**EXERCISE DIRECTIONS**
An exact, complete copy of the entries is what is needed.

Saved data entries:
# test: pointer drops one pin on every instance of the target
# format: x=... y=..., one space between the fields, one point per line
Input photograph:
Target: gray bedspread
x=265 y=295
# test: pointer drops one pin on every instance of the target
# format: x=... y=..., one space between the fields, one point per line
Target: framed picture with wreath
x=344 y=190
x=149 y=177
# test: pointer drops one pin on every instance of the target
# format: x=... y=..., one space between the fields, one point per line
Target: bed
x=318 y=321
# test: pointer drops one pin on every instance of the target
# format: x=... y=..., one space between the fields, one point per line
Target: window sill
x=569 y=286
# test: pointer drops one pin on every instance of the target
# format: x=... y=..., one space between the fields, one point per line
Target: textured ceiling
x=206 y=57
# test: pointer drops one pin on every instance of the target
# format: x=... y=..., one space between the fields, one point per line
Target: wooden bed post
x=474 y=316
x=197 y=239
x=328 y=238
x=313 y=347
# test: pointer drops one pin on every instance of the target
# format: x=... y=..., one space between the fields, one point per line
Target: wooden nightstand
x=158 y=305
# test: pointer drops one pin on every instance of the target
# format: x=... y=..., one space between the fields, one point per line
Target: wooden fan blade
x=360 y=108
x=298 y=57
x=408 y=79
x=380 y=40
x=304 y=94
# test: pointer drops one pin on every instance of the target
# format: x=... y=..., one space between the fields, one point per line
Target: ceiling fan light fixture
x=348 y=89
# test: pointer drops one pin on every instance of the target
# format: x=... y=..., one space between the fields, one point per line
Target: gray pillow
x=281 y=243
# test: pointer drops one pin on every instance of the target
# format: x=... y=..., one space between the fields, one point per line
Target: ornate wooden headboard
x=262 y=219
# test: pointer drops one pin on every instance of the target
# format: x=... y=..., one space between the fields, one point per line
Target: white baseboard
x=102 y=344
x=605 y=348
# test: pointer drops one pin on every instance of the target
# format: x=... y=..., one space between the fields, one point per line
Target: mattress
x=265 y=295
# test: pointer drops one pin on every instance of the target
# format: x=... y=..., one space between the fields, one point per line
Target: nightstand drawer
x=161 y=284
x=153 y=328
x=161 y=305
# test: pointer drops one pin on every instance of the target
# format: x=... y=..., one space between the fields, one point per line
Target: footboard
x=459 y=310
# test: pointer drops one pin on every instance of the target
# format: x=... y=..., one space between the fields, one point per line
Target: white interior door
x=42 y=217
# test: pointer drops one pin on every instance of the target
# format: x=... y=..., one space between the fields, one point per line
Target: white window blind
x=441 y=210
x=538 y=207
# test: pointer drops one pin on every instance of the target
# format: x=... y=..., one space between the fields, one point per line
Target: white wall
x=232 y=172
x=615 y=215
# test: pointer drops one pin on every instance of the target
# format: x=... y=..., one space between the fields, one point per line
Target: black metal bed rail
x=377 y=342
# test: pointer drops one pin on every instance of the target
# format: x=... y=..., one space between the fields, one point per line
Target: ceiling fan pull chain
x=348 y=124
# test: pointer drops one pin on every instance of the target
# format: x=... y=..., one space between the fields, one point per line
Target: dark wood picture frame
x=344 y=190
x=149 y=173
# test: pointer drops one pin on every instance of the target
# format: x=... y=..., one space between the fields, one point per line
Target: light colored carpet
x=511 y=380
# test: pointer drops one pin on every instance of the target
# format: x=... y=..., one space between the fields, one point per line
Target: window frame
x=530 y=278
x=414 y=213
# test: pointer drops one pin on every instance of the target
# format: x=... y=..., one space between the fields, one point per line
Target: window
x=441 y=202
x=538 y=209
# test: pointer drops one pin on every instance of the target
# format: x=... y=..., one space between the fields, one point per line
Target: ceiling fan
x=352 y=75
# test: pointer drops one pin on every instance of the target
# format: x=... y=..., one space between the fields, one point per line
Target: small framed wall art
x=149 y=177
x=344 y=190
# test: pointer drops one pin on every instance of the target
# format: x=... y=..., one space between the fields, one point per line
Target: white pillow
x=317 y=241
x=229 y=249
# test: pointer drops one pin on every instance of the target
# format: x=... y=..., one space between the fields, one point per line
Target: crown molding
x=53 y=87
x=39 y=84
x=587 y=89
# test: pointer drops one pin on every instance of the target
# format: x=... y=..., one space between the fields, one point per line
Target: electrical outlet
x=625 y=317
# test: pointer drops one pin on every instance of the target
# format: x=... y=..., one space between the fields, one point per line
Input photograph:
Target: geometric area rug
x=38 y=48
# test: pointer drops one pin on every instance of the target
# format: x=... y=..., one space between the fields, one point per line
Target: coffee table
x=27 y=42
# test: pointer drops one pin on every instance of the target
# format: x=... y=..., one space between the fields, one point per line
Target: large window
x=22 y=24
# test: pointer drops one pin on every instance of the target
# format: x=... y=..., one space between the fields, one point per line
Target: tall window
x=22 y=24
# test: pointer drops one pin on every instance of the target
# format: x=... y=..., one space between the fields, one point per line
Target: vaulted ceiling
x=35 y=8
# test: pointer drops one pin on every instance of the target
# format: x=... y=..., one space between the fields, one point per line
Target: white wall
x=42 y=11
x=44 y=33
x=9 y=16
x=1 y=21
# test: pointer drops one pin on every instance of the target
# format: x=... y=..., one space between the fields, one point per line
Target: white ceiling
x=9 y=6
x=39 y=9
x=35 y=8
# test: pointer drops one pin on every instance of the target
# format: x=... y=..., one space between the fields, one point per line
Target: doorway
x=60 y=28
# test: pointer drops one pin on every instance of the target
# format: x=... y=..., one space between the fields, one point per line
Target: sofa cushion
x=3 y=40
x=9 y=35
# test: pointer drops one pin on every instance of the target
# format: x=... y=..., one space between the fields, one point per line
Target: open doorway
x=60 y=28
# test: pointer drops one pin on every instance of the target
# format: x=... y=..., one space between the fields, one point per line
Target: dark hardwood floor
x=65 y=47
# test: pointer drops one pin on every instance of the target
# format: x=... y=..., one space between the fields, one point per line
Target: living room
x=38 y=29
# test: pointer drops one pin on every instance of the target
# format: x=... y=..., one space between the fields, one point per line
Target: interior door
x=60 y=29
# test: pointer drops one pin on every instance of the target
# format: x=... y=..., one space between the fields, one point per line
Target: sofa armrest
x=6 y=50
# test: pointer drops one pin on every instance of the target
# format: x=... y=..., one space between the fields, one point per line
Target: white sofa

**RESULT OF THIS TASK**
# test: pointer drops one pin on every instance of the target
# format: x=... y=..., one space between the fields, one point per line
Input photograph:
Target: gray bedspread
x=265 y=295
# test: pointer drops one pin on every instance of the target
# format: x=... y=..., one space between the fields, one point per line
Target: framed picture with wreath
x=344 y=190
x=149 y=177
# test: pointer drops one pin on every instance of the target
# format: x=... y=..., one space between the fields, one point per line
Target: bed
x=318 y=321
# test: pointer drops one pin on every instance of the target
# format: x=... y=..., one space between the fields, one point per line
Target: window sill
x=569 y=286
# test: pointer drops one pin on every instance of the target
# format: x=... y=..., one space between the fields, one point per line
Target: textured ceiling
x=206 y=57
# test: pointer drops one pin on every instance of the target
# format: x=... y=..., one space between the fields, one point per line
Target: wooden bed post
x=474 y=316
x=197 y=239
x=328 y=238
x=313 y=347
# test: pointer drops one pin on every instance of the target
# format: x=... y=..., one space between the fields, one point per line
Target: wooden nightstand
x=158 y=305
# test: pointer drops one pin on every instance of the target
# format: x=... y=..., one space between the fields, one point per line
Target: wooden fan blade
x=360 y=108
x=298 y=57
x=408 y=79
x=380 y=40
x=304 y=94
# test: pointer drops one pin on every instance of the target
# format: x=... y=..., one space between the fields, one point per line
Target: ceiling fan light fixture
x=348 y=89
# test: pointer drops one pin on every instance of the target
# format: x=... y=..., one space between the fields, one point per line
Target: gray pillow
x=281 y=243
# test: pointer drops one pin on every instance of the target
# format: x=... y=..., one space between the fields, one point per line
Target: ornate wooden headboard
x=262 y=219
# test: pointer drops one pin on every instance of the target
# format: x=... y=..., one space between the fields, one point per line
Target: white baseboard
x=102 y=344
x=605 y=348
# test: pointer drops one pin on every instance of the target
# format: x=... y=..., one space between the fields, one point per line
Target: mattress
x=265 y=295
# test: pointer drops one pin on every instance of the target
# format: x=... y=..., one space between the fields, one point per line
Target: nightstand drawer
x=161 y=284
x=153 y=328
x=161 y=305
# test: pointer drops one pin on every instance of the target
# format: x=... y=..., one space between the fields, one point per line
Target: footboard
x=459 y=310
# test: pointer drops one pin on every instance of the target
# format: x=... y=..., one space between the fields, one point per line
Target: white interior door
x=42 y=217
# test: pointer drops one pin on every instance of the target
# format: x=... y=..., one space between the fields, one point per line
Target: white window blind
x=441 y=210
x=538 y=207
# test: pointer drops one pin on every instance of the target
# format: x=... y=..., one space between the fields, one point per line
Target: white wall
x=232 y=172
x=615 y=215
# test: pointer drops one pin on every instance of the target
# format: x=... y=..., one space between the fields, one point per line
Target: black metal bed rail
x=377 y=342
# test: pointer drops one pin on every instance of the target
# format: x=... y=..., one space between the fields, one point per line
Target: ceiling fan pull chain
x=348 y=124
# test: pointer drops one pin on every instance of the target
# format: x=... y=..., one space between the fields, one point per line
Target: dark wood picture frame
x=344 y=190
x=149 y=173
# test: pointer drops one pin on every instance of the target
# format: x=... y=..., one space between the fields, one point per line
Target: light colored carpet
x=511 y=380
# test: pointer drops one pin on every instance of the target
# format: x=... y=..., one space between the fields, one point per line
Target: window frame
x=530 y=278
x=414 y=213
# test: pointer drops one pin on every instance of the target
# format: x=... y=..., one space between the fields, one point per line
Target: window
x=441 y=202
x=538 y=209
# test: pointer drops one pin on every instance of the target
# format: x=... y=..., one space between the fields, one point per line
Target: ceiling fan
x=352 y=75
# test: pointer drops one pin on every instance of the target
# format: x=... y=..., one space between the fields, one point per line
Target: small framed wall art
x=149 y=177
x=344 y=190
# test: pointer drops one pin on every instance of the target
# format: x=... y=..., one space between the fields, one point per line
Target: white pillow
x=317 y=241
x=229 y=249
# test: pointer drops one pin on every instance of the target
# format: x=... y=..., one space between the fields, one point per line
Target: crown molding
x=53 y=87
x=39 y=84
x=587 y=89
# test: pointer drops one pin on every instance of the target
# format: x=... y=..., one space between the fields, one point per line
Target: electrical outlet
x=625 y=317
# test: pointer drops one pin on every instance of the target
# format: x=... y=..., one space between the fields, one point per line
Input photograph:
Target: geometric area rug
x=38 y=48
# test: pointer drops one pin on every instance of the target
# format: x=... y=..., one space between the fields, one point per line
Target: coffee table
x=27 y=42
# test: pointer drops one pin on every instance of the target
# format: x=... y=..., one space between the fields, one point per line
Target: large window
x=22 y=24
# test: pointer drops one pin on every instance of the target
# format: x=... y=..., one space between the fields, one point per line
Target: tall window
x=22 y=24
# test: pointer drops one pin on every instance of the target
# format: x=... y=..., one space between the fields, one point per line
Target: vaulted ceiling
x=35 y=8
# test: pointer drops one pin on every instance of the target
# format: x=... y=..., one space between the fields, one point per line
Target: white wall
x=42 y=11
x=44 y=33
x=9 y=16
x=1 y=21
# test: pointer drops one pin on every instance of the target
# format: x=... y=..., one space between the fields, one point per line
Target: white ceiling
x=9 y=6
x=39 y=9
x=35 y=8
# test: pointer drops one pin on every instance of the target
# format: x=... y=..., one space between the fields, one point per line
Target: doorway
x=60 y=28
# test: pointer drops one pin on every instance of the target
# format: x=... y=..., one space between the fields, one point per line
Target: sofa cushion
x=3 y=40
x=9 y=35
# test: pointer drops one pin on every instance of the target
# format: x=... y=..., one space between the fields, one point per line
Target: open doorway
x=60 y=28
# test: pointer drops one pin on every instance of the target
# format: x=... y=..., one space between the fields, one point per line
Target: dark hardwood floor
x=65 y=47
# test: pointer drops one pin on every instance of the target
# format: x=... y=..., one space between the fields, one point per line
Target: living room
x=38 y=29
# test: pointer drops one pin on every instance of the target
# format: x=... y=..., one space between the fields, one point per line
Target: interior door
x=60 y=29
# test: pointer drops one pin on every instance of the target
# format: x=... y=..., one space between the fields, one point per line
Target: sofa armrest
x=6 y=50
# test: pointer drops one pin on every instance of the target
# format: x=... y=..., one space between the fields, one point per line
Target: white sofa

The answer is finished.